Work to complete:
1) Please copy the stretch of the Bonanza article from "Hoss heaven this" through "latest movie installment." word for word.
2) Answer these questions from the Bonanza article:
(a) About how many fans are expected at the convention?
(b) Where will the convention have its headquarters?
(c) Who dreamed up the show?
3) Extend the Bonanza article past its last sentence.

Selected extract:
● ● ● ● ● ● ●

Hoss heaven this weekend at Ponderosa
They don’t have cute, catchy names like “Trekkies” or “Deadheads,” and they don’t gather at annual conventions or stand in line for weeks to see the latest movie installment.
Fans of the television show Bonanza are much more down to earth, but no less devoted. They won’t get all worked up at the drop of a hat – unless that hat was once worn by a Cartwright himself.
Bonanza turns 40 this weekend, and that is finally enough reason for its legion of fans to converge on Lake Tahoe and throw a party. The Bonanza Convention will celebrate all things Cartwright beginning on Friday and running through Sunday, when approximately 300 fans of the long-running horse opera will engage in a variety of events to celebrate the show that came to define the TV Western. Headquarters will be at the Tahoe Biltmore Casino/Lodge at Crystal Bay, on Tahoe’s North Shore. There will also be events at the Ponderosa Ranch at Incline Village, at Virginia City and aboard the M.S. Dixie II.
Bonanza was dreamed up by writer/producer David Dortort, whose intention was to create a contrast to the sitcoms and formula westerns that were so popular in the 1950s. Dortort wanted a hard-bitten, rugged family who represented the American West, and Tahoe was the perfect backdrop. In fact, it could be said that Lake Tahoe was one of Bonanza’s biggest stars.

● ● ● ● ● ● ●

Data for review:
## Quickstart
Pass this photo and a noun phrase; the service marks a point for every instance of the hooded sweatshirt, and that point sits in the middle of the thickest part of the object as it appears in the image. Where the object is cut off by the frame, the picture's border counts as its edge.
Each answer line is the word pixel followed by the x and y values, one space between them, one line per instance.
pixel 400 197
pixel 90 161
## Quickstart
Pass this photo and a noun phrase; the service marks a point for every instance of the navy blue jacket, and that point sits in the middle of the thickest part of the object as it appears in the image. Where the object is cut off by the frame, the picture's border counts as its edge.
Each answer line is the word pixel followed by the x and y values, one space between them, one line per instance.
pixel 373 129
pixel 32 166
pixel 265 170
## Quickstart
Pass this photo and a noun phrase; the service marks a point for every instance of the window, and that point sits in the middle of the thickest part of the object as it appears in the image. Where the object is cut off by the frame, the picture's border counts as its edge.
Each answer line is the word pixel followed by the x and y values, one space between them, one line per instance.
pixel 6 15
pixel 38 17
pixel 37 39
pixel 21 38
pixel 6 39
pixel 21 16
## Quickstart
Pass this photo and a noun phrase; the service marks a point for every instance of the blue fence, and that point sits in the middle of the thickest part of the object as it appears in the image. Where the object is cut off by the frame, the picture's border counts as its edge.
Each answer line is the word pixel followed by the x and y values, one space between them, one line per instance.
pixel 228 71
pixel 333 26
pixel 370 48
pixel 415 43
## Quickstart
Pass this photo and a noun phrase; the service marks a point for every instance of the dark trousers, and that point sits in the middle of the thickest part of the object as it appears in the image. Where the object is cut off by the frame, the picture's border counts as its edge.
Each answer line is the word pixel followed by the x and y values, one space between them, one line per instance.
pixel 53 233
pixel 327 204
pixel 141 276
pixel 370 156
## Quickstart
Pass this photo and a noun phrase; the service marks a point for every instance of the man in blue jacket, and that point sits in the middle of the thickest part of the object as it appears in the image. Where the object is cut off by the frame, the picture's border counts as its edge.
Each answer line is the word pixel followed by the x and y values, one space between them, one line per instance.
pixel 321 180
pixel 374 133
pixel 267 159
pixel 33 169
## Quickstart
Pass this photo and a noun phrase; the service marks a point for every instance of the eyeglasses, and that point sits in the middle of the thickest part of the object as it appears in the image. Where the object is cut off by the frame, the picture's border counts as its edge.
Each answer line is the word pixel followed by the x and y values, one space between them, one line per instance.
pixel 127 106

● ● ● ● ● ● ●

Your responses:
1)
Hoss heaven this weekend at Ponderosa
They don’t have cute, catchy names like “Trekkies” or “Deadheads,” and they don’t gather at annual conventions or stand in line for weeks to see the latest movie installment.

2)
(a) Approximately 300.
(b) At the Tahoe Biltmore Casino/Lodge at Crystal Bay, on Tahoe's North Shore.
(c) Writer/producer David Dortort.

3)
The show debuted on NBC on Sept, 12, 1959, and was an initial ratings flop. But NBC’s parent company, RCA, was interested in selling color televisions – a new concept at the time – and so it stuck with Bonanza. And two years later, when the show was moved from Saturday to Sunday nights, it became a hit.
In fact, Bonanza was television’s most-watched show from 1964-67, and was a perennial ratings giant until the early 1970s (it was canceled in 1973, one year after the death of Dan Blocker). Today it is still seen in syndication in virtually every country in the world. An entire new generation of Bonanza fans have emerged from reruns – many of whom were not even born before the show was canceled.
Little did Dortort or NBC dream that Bonanza would become a part of the very fabric of American culture. The story of Ben Cartwright and his three sons carving a home from the American West during the Comstock era became intertwined with real history. The show put Lake Tahoe on the map – at the height of its popularity, thousands of tourists converged on the region, demanding to know “where the Cartwrights had lived.”
Seizing on that interest, Bill Anderson created the Ponderosa Ranch in 1967 – and the Old West amusement park will be one of the venues for this weekend’s convention. Virginia City, likewise, owes a great deal to Bonanza – the show is a big reason that tourists want to travel there.
None of its principle stars were household names when Bonanza debuted, but that soon changed. Lorne Greene, patriarch of the Cartwright clan, had been a radio reporter during World War II, and was working in Canadian radio when he got the part. Pernell Roberts as Adam, Blocker as Hoss and Michael Landon as Little Joe rounded out the cast.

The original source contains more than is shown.